- _Exercise prompt_
Nothing but the text belongs in the answer: the listing below, copied exactly, without pictures.

• • • • •

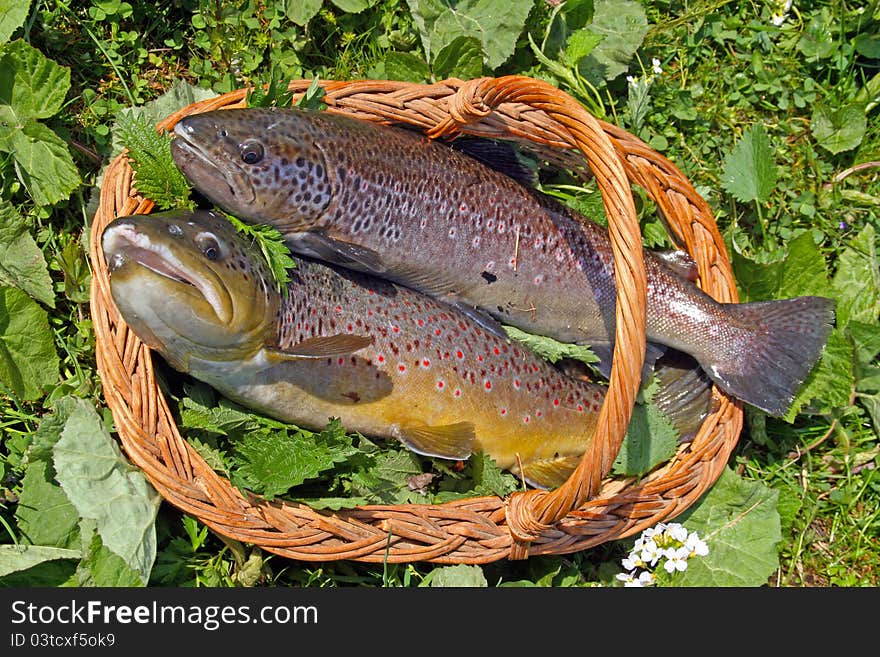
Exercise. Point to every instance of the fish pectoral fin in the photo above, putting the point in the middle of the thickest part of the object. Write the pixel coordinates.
(449, 441)
(346, 254)
(341, 344)
(551, 472)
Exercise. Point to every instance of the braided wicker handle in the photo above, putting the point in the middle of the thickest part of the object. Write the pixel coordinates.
(478, 530)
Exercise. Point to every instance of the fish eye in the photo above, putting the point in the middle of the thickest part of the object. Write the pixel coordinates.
(251, 152)
(208, 245)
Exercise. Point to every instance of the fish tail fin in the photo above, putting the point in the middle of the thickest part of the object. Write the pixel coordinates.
(777, 345)
(684, 392)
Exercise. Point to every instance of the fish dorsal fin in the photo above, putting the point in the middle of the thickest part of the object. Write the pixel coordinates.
(550, 473)
(482, 318)
(501, 156)
(340, 344)
(321, 246)
(680, 262)
(449, 441)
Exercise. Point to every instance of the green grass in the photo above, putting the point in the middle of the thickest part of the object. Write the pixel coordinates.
(725, 67)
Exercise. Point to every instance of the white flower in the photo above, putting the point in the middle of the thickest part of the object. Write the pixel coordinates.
(696, 546)
(677, 532)
(650, 553)
(676, 559)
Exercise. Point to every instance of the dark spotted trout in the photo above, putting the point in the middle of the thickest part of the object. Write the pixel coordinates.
(390, 202)
(388, 361)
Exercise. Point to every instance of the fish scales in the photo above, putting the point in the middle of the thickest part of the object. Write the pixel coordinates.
(387, 360)
(391, 202)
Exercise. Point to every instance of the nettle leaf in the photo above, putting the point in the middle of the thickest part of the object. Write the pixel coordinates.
(551, 349)
(406, 66)
(857, 279)
(749, 172)
(28, 360)
(839, 130)
(622, 24)
(104, 487)
(302, 11)
(30, 83)
(496, 23)
(149, 151)
(462, 58)
(650, 439)
(740, 523)
(22, 263)
(273, 463)
(12, 16)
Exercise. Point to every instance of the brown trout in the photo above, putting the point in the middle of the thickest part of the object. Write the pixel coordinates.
(388, 361)
(388, 201)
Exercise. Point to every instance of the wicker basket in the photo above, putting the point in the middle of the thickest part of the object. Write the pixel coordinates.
(590, 508)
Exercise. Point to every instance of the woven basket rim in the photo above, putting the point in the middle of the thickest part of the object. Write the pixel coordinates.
(591, 507)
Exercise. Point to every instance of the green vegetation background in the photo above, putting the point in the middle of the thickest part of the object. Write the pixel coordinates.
(770, 109)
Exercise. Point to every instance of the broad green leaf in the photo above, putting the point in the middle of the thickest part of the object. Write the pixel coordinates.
(302, 11)
(406, 66)
(749, 172)
(740, 523)
(459, 575)
(838, 130)
(104, 487)
(12, 15)
(14, 558)
(857, 280)
(43, 163)
(353, 6)
(496, 23)
(22, 263)
(650, 439)
(28, 360)
(100, 566)
(462, 58)
(551, 349)
(804, 271)
(45, 515)
(829, 385)
(622, 24)
(33, 85)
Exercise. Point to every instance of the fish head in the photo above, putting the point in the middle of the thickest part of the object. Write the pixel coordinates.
(264, 165)
(190, 286)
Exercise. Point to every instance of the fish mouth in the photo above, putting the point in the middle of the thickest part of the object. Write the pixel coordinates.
(123, 243)
(204, 169)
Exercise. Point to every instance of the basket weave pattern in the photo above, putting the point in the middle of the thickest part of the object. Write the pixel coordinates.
(590, 508)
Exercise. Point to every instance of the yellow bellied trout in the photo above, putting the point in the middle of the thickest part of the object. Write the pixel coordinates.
(388, 201)
(388, 361)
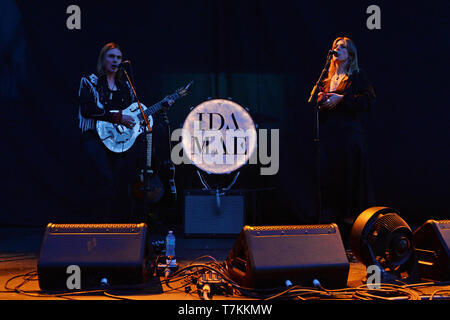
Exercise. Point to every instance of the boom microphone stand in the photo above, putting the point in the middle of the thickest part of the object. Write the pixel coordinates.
(316, 139)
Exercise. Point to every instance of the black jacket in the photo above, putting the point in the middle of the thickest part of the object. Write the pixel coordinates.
(94, 103)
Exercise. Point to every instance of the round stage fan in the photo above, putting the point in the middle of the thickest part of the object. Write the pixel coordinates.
(381, 237)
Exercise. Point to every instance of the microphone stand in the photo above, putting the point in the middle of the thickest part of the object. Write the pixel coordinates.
(147, 130)
(316, 139)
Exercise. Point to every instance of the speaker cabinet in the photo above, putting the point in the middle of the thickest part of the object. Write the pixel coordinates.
(267, 256)
(115, 252)
(432, 242)
(209, 214)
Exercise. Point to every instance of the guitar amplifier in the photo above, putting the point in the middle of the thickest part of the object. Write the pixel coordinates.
(267, 256)
(117, 253)
(207, 213)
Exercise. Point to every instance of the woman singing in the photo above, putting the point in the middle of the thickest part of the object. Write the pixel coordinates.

• • • • •

- _Answer for this exercise_
Exercise. Point to every instance of the fish pectoral fin in the photo above, putting the point in the middle of the thickest part of the object. Write the pixel coordinates.
(449, 441)
(346, 254)
(341, 344)
(551, 472)
Exercise. Point to every instance of the braided wicker handle in the photo above, putting the point in the middle of the thickest part of the object. Write the pixel coordinates.
(478, 530)
Exercise. Point to every instance of the fish eye in the photo above, putting the point in the middle of the thickest part of the object. Write the pixel coordinates.
(251, 152)
(208, 245)
Exercise. Point to every instance of the fish tail fin in the photo above, putting the point in the middle of the thickest part of the object. Write the pixel coordinates.
(777, 345)
(684, 392)
Exercise. Point to every instance of the fish dorsal fin in the photo above, putting the point in the middle of the thickest part of the object. Write the pixel coordinates.
(550, 473)
(482, 318)
(501, 156)
(340, 344)
(321, 246)
(680, 262)
(449, 441)
Exercise. Point to every instance of the green grass in the photo above, putting the point in the middle of the thickest part of the object. Write the pixel coordinates.
(725, 67)
Exercise. Point to every instance of the white flower in the photo above, putting the point in the middle of the thickest part of the object. Write the pixel coordinates.
(696, 546)
(677, 532)
(650, 553)
(676, 559)
Exercise. Point to every instance of the dark spotted trout in the photo above, putting the point in the middle of the thickest part of the object. Write the pixel coordinates.
(390, 202)
(388, 361)
Exercise. Point to every instance of the fish scales in the photo above, putting the point in the middle of the thickest part of the object. Write the pixel coordinates.
(387, 360)
(391, 202)
Exercise. Point to every instance of the nettle leaf in the photo above, putting the point in the middle of the thickest part of the object. Write the pixel coordinates.
(551, 349)
(406, 66)
(857, 279)
(749, 172)
(28, 360)
(839, 130)
(622, 24)
(104, 487)
(302, 11)
(30, 83)
(496, 23)
(149, 151)
(462, 58)
(650, 439)
(740, 523)
(22, 263)
(273, 463)
(12, 16)
Exercise. Point to every instance of the brown trout in the photo above, putting the point in the middle of the thickest part of the object. Write the pixel coordinates.
(388, 361)
(388, 201)
Exercise. Point to every instance of the wicker basket in the photo above, putting the point in the middle of the thickest part of the object. Write the pixel coordinates.
(590, 508)
Exercise. Point to every instance of the woven basket rim in the photo above, putting the point in the middle of the thickest part of the object. Write the pixel coordinates.
(591, 507)
Exercise. Point to every instance of the green vegetation background in the photo above, putting the point in the middle of the thickest part of the object. Write the pixel coordinates.
(770, 109)
Exercise. Point to every instance of the broad green leaf in the photo above, putting the point in the middle of the thickest part of the object. Write the pixel coordinates.
(302, 11)
(406, 66)
(749, 172)
(740, 523)
(459, 575)
(838, 130)
(104, 487)
(12, 15)
(14, 558)
(857, 280)
(43, 163)
(353, 6)
(496, 23)
(22, 263)
(650, 439)
(28, 360)
(100, 566)
(462, 58)
(551, 349)
(804, 271)
(45, 515)
(829, 385)
(622, 24)
(33, 85)
Exercise. Point to every instance of the fish head in the photo above, putting the point in the middle of the thickest part of the object. Write the pixel coordinates.
(264, 165)
(190, 286)
Exercise. Point to every instance of the fish mouth in the photo above, putting the point in the middle of the thickest part of the object. Write the pixel coordinates.
(123, 243)
(204, 169)
Exercise. Point to every instance of the basket weave pattern in the photo above, putting the point in the middle of the thickest part of the object. Write the pixel coordinates.
(590, 508)
Exercise. Point to every instance of the yellow bellied trout in the photo above, putting the point in the middle of the thickest part of the object. Write the pixel coordinates.
(388, 201)
(388, 361)
Exercise. Point to every instance of the boom microphone stand in the photo above, putting the point in the middle of the thickest part of the object. Write the pixel coordinates.
(316, 139)
Exercise. Point to every instance of the black jacket in the photo above, putting the point in the middle of the thickest part of the object. Write the pixel coordinates.
(94, 103)
Exercise. Point to every instance of the round stage fan in the photo above, putting the point in the middle of the thickest part of the object. Write the pixel coordinates.
(381, 237)
Exercise. Point to every instance of the microphone stand in the photo above, putting the point in the middle of the thickest part of the object. Write the pixel coordinates.
(147, 130)
(316, 139)
Exercise. Point to every instance of the speaker cabinet in the photo above, putting the point in the middle of the thickest part of the object. Write the pixel coordinates.
(267, 256)
(115, 252)
(432, 242)
(209, 214)
Exercise. Point to every instance of the guitar amplifier in the photo above, putting the point in the middle of the thickest part of the object. Write the pixel coordinates.
(267, 256)
(117, 253)
(207, 213)
Exercise. Point to every instance of the woman singing in the photo above, putting the point in the middle of the thickest part of the object. Write the pixel coordinates.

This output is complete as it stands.